-- START --

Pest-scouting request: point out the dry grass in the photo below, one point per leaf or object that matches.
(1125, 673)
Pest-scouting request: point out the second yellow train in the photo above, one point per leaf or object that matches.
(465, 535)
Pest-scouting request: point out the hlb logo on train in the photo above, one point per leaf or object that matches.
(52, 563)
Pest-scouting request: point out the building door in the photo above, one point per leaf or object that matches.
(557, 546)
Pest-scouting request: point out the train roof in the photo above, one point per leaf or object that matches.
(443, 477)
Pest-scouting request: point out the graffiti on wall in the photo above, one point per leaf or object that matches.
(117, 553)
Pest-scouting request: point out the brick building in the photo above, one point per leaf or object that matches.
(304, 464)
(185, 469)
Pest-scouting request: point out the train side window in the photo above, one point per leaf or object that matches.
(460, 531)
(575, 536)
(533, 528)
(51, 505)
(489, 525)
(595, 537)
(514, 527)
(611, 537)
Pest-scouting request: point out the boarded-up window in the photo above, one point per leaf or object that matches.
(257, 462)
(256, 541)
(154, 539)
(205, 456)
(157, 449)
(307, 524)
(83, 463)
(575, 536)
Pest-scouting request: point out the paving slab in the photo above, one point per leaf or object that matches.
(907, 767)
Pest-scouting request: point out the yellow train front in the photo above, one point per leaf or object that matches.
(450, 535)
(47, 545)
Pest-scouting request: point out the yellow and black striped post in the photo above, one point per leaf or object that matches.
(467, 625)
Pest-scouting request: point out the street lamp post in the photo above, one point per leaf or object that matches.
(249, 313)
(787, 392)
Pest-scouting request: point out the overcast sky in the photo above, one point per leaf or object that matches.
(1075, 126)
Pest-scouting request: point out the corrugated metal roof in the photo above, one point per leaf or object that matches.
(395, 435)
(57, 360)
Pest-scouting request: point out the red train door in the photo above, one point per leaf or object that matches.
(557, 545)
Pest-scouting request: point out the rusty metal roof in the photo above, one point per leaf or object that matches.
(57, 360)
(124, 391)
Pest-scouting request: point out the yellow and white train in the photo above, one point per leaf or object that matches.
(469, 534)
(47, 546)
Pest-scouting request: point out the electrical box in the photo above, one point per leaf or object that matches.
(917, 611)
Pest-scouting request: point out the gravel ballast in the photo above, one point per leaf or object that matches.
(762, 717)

-- END --

Reproduce the records word for word, starting at the line that contains "Pest-scouting request: point out the red" and continuing through the last line of the records.

Pest-scouting request: point out the red train door in the photo above, one point per leaf or object that matches.
(557, 545)
Pest-scouting request: point out the rusty metal roof in the photo above, one point per leaf or object that matches.
(57, 360)
(124, 391)
Pest-scouting request: point out the yellow and white train in the photo above, one point per leaf or object that matches.
(469, 534)
(47, 546)
Pest-scouting request: point out the electrical box in the photo above, one point per leaf or object that matches.
(917, 611)
Pest-scouting request: point out the gravel ballast in the photo above, one point per leaf or object that matches.
(762, 717)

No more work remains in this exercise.